ACTION ITEM - In the records below, find the line with "# each result a point per instance, shaped like [(51, 81)]" and the line with "# each result a point per instance, shaped like [(107, 91)]". Print both exactly, along with every line between them, and no other line.

[[ RECORDS PROVIDED, beginning ]]

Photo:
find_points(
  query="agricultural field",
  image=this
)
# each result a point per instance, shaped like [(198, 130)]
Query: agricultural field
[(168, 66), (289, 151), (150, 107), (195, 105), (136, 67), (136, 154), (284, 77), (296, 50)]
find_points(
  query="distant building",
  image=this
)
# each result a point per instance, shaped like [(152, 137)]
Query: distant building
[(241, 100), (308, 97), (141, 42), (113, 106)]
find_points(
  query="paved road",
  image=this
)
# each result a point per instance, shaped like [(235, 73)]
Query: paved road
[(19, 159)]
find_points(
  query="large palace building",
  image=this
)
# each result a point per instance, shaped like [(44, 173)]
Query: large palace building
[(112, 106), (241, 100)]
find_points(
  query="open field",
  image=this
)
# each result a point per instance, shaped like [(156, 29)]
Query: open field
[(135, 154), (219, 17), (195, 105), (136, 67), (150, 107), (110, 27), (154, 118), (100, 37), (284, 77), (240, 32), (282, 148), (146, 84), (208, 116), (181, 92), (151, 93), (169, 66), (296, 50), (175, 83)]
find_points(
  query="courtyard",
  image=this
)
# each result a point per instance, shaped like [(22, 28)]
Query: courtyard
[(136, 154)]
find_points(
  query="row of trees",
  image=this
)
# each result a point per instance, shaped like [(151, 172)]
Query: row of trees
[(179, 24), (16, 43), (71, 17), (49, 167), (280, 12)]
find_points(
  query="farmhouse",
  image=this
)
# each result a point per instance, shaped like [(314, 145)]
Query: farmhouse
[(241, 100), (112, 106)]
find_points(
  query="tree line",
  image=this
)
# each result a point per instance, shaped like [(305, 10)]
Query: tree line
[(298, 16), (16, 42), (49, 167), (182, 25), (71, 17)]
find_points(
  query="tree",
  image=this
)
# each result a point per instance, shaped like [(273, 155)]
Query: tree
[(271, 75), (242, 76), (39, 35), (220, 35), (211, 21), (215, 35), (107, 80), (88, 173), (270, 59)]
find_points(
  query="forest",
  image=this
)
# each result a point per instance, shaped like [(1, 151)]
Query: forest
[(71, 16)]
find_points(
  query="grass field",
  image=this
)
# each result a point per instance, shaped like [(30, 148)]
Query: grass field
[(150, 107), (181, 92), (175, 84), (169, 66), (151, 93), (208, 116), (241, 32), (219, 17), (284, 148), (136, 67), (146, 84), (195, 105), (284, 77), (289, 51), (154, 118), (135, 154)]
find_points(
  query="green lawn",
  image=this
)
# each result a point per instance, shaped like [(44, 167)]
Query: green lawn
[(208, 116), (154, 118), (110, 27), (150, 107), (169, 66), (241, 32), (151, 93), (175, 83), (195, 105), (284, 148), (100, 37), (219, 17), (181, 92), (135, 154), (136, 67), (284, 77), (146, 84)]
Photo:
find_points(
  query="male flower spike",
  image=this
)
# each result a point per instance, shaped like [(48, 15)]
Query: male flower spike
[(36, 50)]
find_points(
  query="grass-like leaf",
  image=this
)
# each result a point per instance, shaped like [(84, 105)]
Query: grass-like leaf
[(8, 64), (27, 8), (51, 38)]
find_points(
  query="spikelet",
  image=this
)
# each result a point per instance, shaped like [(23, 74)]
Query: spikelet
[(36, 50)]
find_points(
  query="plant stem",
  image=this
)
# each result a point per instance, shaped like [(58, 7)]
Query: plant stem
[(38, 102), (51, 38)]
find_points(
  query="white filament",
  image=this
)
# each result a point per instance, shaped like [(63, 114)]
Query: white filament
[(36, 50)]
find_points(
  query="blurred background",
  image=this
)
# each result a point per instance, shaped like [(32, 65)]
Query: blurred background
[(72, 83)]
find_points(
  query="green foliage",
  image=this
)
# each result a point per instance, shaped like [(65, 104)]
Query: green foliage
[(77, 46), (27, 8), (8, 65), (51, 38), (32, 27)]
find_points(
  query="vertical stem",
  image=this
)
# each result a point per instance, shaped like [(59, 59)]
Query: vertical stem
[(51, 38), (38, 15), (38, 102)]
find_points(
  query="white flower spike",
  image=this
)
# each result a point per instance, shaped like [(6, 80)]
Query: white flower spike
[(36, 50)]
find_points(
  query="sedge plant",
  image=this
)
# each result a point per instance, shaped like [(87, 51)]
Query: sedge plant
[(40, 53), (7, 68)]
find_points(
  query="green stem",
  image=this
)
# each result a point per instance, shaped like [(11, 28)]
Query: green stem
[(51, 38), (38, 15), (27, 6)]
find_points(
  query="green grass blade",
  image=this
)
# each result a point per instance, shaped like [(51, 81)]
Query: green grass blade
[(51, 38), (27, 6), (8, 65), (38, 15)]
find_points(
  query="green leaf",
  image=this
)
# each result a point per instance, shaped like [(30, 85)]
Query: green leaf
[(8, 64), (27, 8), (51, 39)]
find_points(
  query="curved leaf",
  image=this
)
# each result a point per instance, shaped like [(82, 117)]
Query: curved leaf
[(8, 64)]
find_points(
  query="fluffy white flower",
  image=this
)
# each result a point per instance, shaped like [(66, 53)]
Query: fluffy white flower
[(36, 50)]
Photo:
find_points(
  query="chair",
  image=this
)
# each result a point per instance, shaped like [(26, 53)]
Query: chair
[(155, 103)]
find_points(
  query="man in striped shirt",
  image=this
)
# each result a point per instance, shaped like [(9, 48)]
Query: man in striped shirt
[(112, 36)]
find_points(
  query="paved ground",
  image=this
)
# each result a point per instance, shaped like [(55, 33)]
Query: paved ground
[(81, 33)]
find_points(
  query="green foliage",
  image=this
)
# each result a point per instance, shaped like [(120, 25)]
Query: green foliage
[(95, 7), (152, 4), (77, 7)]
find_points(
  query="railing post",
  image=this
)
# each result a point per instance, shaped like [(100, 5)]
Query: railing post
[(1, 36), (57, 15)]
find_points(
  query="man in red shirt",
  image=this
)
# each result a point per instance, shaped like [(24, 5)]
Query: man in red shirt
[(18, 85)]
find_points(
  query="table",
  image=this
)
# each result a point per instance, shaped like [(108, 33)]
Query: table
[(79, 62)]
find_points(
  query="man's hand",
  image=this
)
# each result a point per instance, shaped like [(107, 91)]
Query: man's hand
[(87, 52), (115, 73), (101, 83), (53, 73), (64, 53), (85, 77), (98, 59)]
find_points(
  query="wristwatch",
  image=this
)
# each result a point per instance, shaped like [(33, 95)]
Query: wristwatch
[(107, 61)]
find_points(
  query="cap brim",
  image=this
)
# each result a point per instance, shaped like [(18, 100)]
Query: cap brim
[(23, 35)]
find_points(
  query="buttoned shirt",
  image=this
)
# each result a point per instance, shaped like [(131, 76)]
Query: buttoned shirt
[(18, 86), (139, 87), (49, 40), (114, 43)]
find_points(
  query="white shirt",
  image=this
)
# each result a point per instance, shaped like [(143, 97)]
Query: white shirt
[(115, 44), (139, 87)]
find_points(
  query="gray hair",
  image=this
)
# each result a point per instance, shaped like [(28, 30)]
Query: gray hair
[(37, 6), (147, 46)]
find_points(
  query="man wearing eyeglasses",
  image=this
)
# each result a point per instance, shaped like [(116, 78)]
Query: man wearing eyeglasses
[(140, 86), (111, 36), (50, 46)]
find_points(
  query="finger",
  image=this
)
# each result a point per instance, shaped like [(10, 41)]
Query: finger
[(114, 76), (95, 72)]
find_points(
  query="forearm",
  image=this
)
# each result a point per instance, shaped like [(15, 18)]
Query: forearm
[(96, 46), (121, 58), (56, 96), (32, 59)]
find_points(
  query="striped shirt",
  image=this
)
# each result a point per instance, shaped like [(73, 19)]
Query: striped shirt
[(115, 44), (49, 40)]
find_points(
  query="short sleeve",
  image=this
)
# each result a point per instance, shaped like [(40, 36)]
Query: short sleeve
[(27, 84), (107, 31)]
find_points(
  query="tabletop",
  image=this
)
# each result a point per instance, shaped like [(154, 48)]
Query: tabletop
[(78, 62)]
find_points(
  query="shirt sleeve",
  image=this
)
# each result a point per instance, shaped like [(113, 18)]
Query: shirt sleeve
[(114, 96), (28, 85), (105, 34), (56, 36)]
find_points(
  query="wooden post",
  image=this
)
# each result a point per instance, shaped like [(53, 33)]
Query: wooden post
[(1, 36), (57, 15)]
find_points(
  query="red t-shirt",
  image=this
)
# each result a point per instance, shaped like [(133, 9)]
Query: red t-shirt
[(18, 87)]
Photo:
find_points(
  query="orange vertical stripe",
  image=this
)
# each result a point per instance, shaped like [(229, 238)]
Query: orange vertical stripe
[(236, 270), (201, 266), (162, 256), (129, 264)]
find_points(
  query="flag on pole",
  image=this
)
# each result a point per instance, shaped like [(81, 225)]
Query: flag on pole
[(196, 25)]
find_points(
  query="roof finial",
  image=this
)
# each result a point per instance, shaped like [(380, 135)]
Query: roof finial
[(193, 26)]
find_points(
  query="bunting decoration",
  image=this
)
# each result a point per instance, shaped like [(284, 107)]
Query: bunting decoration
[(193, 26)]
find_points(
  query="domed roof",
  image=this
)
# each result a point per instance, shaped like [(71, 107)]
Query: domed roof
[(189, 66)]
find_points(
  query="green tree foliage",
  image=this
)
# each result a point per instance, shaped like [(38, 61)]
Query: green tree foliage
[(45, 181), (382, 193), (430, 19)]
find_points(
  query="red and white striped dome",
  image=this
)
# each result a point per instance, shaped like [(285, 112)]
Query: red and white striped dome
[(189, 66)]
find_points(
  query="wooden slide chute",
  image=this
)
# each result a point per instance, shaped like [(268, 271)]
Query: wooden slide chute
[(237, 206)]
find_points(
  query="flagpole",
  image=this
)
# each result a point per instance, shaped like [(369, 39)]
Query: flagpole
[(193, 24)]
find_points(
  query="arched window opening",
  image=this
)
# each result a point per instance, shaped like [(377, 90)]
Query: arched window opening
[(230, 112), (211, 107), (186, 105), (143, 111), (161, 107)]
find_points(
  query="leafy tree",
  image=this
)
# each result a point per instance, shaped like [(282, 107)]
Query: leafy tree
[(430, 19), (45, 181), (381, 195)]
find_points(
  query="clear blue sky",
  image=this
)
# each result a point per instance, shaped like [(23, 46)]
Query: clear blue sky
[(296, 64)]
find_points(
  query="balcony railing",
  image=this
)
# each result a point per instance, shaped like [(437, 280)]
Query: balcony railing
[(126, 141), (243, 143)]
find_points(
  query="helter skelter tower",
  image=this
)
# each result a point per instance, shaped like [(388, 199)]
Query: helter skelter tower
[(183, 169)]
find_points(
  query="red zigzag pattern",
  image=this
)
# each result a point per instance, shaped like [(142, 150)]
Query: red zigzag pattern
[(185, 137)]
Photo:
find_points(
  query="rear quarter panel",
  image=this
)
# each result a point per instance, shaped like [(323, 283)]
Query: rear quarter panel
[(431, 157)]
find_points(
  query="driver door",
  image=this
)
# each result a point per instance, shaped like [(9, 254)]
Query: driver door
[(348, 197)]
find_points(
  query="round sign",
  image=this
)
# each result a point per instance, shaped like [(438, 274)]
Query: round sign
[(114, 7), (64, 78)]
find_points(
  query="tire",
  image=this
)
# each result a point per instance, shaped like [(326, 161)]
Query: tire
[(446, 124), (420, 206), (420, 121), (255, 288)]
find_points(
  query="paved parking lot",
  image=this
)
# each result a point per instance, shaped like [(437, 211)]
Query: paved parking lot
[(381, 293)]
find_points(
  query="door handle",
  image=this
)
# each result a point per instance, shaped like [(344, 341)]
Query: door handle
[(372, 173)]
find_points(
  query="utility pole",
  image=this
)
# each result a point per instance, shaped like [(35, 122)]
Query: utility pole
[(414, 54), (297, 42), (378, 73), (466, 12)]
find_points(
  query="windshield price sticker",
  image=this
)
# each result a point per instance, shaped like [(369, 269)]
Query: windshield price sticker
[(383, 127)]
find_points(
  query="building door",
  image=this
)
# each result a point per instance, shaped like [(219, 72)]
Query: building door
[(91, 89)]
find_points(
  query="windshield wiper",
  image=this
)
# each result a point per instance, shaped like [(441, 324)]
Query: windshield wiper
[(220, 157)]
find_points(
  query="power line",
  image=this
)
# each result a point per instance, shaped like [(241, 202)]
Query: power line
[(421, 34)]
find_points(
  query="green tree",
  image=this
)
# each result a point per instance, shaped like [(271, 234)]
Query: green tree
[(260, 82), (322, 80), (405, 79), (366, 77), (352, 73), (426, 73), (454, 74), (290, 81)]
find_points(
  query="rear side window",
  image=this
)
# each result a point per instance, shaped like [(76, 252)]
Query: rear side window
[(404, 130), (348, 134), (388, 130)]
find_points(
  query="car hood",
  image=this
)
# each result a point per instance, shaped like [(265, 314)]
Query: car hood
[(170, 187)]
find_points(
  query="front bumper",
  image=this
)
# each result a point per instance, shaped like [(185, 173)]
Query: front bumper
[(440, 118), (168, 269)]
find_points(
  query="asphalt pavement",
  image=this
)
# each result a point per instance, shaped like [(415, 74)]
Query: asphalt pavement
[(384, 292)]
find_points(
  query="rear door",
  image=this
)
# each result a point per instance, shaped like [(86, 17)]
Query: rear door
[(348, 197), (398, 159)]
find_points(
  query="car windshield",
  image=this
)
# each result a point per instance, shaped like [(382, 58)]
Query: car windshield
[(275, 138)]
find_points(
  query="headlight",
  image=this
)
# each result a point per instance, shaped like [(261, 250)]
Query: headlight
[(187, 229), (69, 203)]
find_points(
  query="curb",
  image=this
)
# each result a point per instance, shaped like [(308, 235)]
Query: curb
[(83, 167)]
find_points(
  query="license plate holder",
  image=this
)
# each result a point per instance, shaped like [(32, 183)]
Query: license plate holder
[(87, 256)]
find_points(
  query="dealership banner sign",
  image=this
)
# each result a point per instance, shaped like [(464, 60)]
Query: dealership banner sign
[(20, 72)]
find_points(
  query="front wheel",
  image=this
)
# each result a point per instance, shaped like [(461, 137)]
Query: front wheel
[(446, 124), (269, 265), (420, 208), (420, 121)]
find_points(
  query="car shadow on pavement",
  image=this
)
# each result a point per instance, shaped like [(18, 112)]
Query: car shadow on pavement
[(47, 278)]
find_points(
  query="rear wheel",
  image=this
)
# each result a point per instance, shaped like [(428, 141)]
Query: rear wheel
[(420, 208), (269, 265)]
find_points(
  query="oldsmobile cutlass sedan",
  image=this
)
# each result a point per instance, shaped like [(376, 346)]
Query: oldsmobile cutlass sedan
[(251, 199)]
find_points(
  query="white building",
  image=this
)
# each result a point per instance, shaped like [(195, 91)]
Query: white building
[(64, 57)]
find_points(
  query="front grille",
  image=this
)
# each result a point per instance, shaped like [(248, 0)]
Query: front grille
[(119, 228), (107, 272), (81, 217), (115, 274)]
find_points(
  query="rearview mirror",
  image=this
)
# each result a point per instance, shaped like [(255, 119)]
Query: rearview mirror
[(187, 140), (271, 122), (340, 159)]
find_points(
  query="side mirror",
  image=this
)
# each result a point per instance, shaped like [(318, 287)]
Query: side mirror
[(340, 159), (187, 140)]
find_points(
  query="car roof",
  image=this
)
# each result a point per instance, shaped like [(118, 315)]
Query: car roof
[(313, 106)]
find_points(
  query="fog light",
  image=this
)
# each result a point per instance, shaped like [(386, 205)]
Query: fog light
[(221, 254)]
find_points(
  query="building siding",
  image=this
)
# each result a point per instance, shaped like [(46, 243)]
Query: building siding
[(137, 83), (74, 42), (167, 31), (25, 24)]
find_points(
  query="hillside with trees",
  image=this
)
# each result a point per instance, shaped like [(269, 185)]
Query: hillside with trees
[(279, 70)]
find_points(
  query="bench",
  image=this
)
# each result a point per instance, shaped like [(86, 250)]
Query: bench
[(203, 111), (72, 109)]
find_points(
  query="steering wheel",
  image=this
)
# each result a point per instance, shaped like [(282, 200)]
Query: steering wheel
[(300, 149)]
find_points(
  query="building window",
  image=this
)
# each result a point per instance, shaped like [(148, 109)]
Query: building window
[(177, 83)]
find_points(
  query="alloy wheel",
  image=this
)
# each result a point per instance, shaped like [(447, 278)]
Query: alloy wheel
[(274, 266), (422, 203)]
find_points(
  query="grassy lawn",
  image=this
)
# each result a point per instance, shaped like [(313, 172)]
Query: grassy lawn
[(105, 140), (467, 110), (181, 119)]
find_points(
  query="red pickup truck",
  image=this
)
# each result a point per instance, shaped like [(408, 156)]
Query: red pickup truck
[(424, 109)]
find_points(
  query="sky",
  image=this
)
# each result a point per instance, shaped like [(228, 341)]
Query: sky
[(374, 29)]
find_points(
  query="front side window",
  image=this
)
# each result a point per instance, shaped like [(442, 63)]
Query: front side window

[[ RECORDS PROVIDED, end ]]

RESULT -
# each result a point per instance, shaped like [(51, 81)]
Query: green grass blade
[(51, 38), (27, 6), (8, 65), (38, 15)]
find_points(
  query="green leaf",
  image=this
)
# each result a point per instance, shaped like [(30, 85)]
Query: green leaf
[(8, 64), (27, 8), (51, 39)]
find_points(
  query="curved leaf",
  image=this
)
# each result a point per instance, shaped like [(82, 117)]
Query: curved leaf
[(8, 64)]
find_points(
  query="fluffy white flower",
  image=this
)
# each result a point per instance, shaped like [(66, 53)]
Query: fluffy white flower
[(36, 50)]
Photo:
find_points(
  query="chair",
  image=this
)
# each result a point per instance, shaped like [(26, 53)]
Query: chair
[(155, 103)]
find_points(
  query="man in striped shirt",
  image=this
)
# each result a point per instance, shaped like [(9, 48)]
Query: man in striped shirt
[(112, 36)]
find_points(
  query="paved ground",
  image=this
)
# each result a point per instance, shaped like [(55, 33)]
Query: paved ground
[(81, 33)]
find_points(
  query="green foliage",
  image=this
)
# each result a point per instance, shaped like [(120, 25)]
Query: green foliage
[(95, 7), (152, 4), (77, 7)]
find_points(
  query="railing post",
  image=this
)
# each result a point per instance, shaped like [(100, 5)]
Query: railing post
[(1, 36), (57, 15)]
find_points(
  query="man in red shirt",
  image=this
)
# each result a point per instance, shaped like [(24, 5)]
Query: man in red shirt
[(18, 85)]
find_points(
  query="table",
  image=this
)
# each result a point per instance, shaped like [(108, 33)]
Query: table
[(79, 62)]
find_points(
  query="man's hand",
  image=this
)
# each result a point per instance, shaped like [(107, 91)]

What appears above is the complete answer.